▶ _Given task_
Can all of these lines be returned exactly?

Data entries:
>> start
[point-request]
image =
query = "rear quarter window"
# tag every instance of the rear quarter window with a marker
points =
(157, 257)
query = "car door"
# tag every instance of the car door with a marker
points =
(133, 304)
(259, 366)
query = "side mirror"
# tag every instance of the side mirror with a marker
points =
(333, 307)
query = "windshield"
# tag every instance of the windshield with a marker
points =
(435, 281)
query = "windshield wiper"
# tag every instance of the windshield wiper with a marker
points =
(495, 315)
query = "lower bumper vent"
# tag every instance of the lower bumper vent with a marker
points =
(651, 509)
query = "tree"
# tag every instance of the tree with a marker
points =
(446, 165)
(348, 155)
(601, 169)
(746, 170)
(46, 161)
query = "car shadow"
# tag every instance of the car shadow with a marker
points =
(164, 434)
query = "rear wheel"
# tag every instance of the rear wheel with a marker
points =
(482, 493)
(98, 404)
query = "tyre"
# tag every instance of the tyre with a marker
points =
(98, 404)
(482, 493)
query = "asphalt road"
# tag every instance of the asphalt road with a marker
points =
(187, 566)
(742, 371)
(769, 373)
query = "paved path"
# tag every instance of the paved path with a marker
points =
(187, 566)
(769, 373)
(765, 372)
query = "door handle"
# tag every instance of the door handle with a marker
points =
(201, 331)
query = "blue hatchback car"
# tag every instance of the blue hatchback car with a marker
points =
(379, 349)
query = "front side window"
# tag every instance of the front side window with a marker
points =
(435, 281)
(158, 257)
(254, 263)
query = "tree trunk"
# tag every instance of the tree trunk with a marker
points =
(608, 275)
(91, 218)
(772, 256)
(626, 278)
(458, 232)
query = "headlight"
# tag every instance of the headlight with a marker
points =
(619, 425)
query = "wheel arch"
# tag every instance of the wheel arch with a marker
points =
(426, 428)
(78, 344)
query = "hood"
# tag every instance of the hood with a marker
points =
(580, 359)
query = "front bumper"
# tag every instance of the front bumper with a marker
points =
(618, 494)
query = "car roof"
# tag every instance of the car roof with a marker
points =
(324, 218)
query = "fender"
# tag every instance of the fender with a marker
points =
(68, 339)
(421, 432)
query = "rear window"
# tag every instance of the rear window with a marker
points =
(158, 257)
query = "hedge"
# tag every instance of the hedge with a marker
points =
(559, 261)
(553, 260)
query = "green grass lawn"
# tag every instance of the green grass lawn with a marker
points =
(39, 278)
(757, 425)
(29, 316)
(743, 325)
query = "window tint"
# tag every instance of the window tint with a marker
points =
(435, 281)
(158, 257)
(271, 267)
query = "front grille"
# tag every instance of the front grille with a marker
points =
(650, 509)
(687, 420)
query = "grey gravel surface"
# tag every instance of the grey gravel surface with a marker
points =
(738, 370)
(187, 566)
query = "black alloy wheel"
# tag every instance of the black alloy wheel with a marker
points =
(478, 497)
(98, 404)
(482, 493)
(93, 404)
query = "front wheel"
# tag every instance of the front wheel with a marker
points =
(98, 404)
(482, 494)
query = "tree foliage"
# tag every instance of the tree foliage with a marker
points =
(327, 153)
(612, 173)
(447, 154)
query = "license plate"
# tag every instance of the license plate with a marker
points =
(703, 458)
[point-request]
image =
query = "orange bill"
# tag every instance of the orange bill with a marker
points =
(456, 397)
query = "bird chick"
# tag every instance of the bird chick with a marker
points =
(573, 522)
>> end
▶ _Solution for this problem_
[point-request]
image =
query = "rear quarter window"
# tag every instance of the rear quarter window with a marker
points =
(157, 257)
query = "car door"
# tag every instance of the car door with a marker
points =
(133, 304)
(259, 366)
query = "side mirror"
# tag every instance of the side mirror with a marker
points =
(333, 307)
query = "windshield"
# tag every instance of the windshield with a marker
points =
(435, 281)
query = "windshield wiper"
# tag every instance of the windshield wiper with a marker
points =
(495, 315)
query = "lower bumper vent"
# tag every instance of the lower bumper vent with a marker
points =
(651, 509)
query = "tree"
# tag every instance of the tree with a marker
points =
(446, 165)
(348, 155)
(601, 169)
(746, 170)
(46, 161)
query = "car shadow"
# tag every instance of the car shadow with a marker
points =
(164, 434)
query = "rear wheel"
# tag every instance of the rear wheel with a marker
points =
(482, 493)
(98, 404)
query = "tyre"
# tag every instance of the tyre with a marker
points =
(98, 404)
(482, 493)
query = "asphalt road"
# tag every instance of the asphalt road with a marker
points =
(187, 566)
(742, 371)
(769, 373)
query = "paved path"
# tag every instance of the paved path with a marker
points =
(187, 566)
(769, 373)
(765, 372)
query = "door handle"
# tag every instance of the door handle with a marker
points =
(201, 331)
query = "blue hatchback car"
# tag every instance of the blue hatchback car with a marker
points =
(379, 349)
query = "front side window"
# tag every instance of the front side window with a marker
points =
(435, 281)
(158, 257)
(254, 263)
query = "tree trunk"
# tag every instance of the tree trunk with a marker
points =
(608, 275)
(91, 218)
(772, 256)
(626, 278)
(458, 232)
query = "headlight"
# tag every instance of the headlight with a marker
points =
(619, 425)
query = "wheel arch"
# tag every instance of the wheel arch with a marker
points =
(426, 428)
(78, 344)
query = "hood"
# tag every instance of the hood with a marker
points =
(580, 359)
query = "front bumper"
# tag every instance of the front bumper with a marker
points =
(618, 494)
query = "car roof"
# tag every instance of the car roof with a marker
points =
(324, 218)
query = "fender"
# tag every instance of the fender with a marker
points =
(68, 339)
(421, 432)
query = "rear window"
# tag every instance of the rear window with a marker
points =
(158, 257)
query = "hedge"
# tag every instance of the hedge with a marker
points =
(559, 261)
(553, 260)
query = "green grass lawn"
# tag every instance of the green grass lawn with a marker
points =
(39, 278)
(757, 425)
(29, 316)
(743, 325)
query = "window tint"
# tag every instance of the window tint with a marker
points =
(435, 281)
(158, 257)
(271, 267)
query = "front grille"
# tag every instance of the front grille with a marker
points =
(650, 509)
(687, 420)
query = "grey gravel surface"
# tag every instance of the grey gravel surface with a marker
points =
(738, 370)
(187, 566)
query = "black alloy wheel"
# tag every instance of the black alloy wheel with a marker
points =
(478, 497)
(98, 404)
(482, 493)
(93, 404)
query = "front wheel"
# tag every instance of the front wheel with a marker
points =
(98, 404)
(482, 494)
query = "tree foliage"
# tag every instance of the tree foliage with a marker
points =
(327, 153)
(612, 173)
(447, 154)
query = "license plate"
# tag every instance of the license plate with a marker
points =
(703, 458)
[point-request]
image =
query = "orange bill"
# tag every instance of the orange bill with a marker
points =
(456, 397)
query = "bird chick"
# tag every instance of the bird chick with a marker
points =
(573, 522)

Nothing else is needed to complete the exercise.